> _LIST OF TASKS_
1 - Answer these questions using the excerpt on the will below:
(a) Whom did the writer interview during this year's research on human nature and sin?
(b) What metal is the will compared to as something that can be formed for various purposes?
(c) At the party, what is the young adult offered?
2 - Does each statement below agree with the excerpt on the will that follows? Answer yes or no, and quote the words of the excerpt that decide it.
(a) The neurologists the writer interviewed were religious.
(b) Flying is given as an example of a goal that is unrealistic for human nature.
(c) The writer says the device was necessary to predict the young adult's choice.
(EXTRACT Opens)
Yes, it is a bit more complicated than this simple outline.  But to be honest, all of this debate I find rather silly.  (And in my research this year on human nature and sin, I interviewed two non-religious university level neurologists who agreed!)  I’m becoming less interested in exacting philosophical speculation about how to describe (or defend) human ‘free will’.  I’m more and more interested in the transformation of our will.

Whatever state human ‘will’ naturally comes to us, however much our wills are shaped by nurture/culture, it remains simply true that to greater or lesser degrees, we can grow, train and retrain, exercise, shape and reshape, guide, bend, manipulate, coerce, force, coax, form, reform and otherwise transform our wills.  Just as steel can be formed for various purposes, so also our wills are malleable and can be shaped to help us achieve a goal.

Some goals will be unrealistic for human nature – such as to fly, spin webs like spiders or what have you.  But others are not only realistic, but also freeing.  For example, we have all kinds of genetic and cultural pressures constantly and quite ‘naturally’ pushing us toward certain kinds and amounts of uses of substances (food, sex, drink, language, etc.).  But rather than be a slave to these natural inclinations, we can train and retrain our wills and plan in advance how and how much we will use them.

To change the metaphor away from the metallurgical one of hammering steel to the athletic one of swimming in a stream, take a young adult who ‘going with the flow’ of his or her peers who are also ‘going with the flow’ of cultural trends reflected in music videos and a thousand other expressions of the abuse of alcohol.  Hook them up to whatever kind of device it is that measures their choices.  Send them to a party with their mates.  Have someone offer them their favourite beer.  Hooray! You were able to predict their choice by observing this or that neurological activity.  Yay for technology!  Humans are so predictable! But you didn’t need that device to predict their choice at all, did you?   Now take someone who is deliberately and intentionally oriented to stand apart from a culture of binge-drinking.  They will exist in that same situation in a very different way – or indeed, they may likely freely choose to not go.  Indeed, they may not find that particular kind of space as fun.  And you know what?  If we hook them up to the machine, we could just as equally (if not more easily!) predict their choice as well.  The point is not whether or not we can predict their choice, but what choice they will make.  One that takes them toward slavery to alcohol (under the cultural disguise of being ‘free’ from any rules on how much they can drink!); or one that is a participation in a personal trajectory that is being built toward a different kind of freedom (and yes, one which may indeed involve a very different kind of ‘slavery’!).
(EXTRACT Closes)
(SUPPLIED ENTRIES Opens)
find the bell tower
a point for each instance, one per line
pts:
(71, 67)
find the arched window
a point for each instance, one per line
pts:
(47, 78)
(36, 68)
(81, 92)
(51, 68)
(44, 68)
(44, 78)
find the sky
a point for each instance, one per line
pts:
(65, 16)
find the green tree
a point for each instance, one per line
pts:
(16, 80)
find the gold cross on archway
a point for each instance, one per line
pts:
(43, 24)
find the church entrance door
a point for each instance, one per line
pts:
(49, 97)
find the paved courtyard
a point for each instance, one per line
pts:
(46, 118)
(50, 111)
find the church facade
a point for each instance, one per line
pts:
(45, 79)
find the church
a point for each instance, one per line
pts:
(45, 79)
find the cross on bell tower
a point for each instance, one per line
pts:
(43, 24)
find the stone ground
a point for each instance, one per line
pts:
(SUPPLIED ENTRIES Closes)
> _RESPONSES BY TASK_
1 -
(a) Two non-religious university level neurologists.
(b) Steel.
(c) Their favourite beer.

2 -
(a) No: "two non-religious university level neurologists"
(b) Yes: "Some goals will be unrealistic for human nature – such as to fly"
(c) No: "But you didn’t need that device to predict their choice at all, did you?"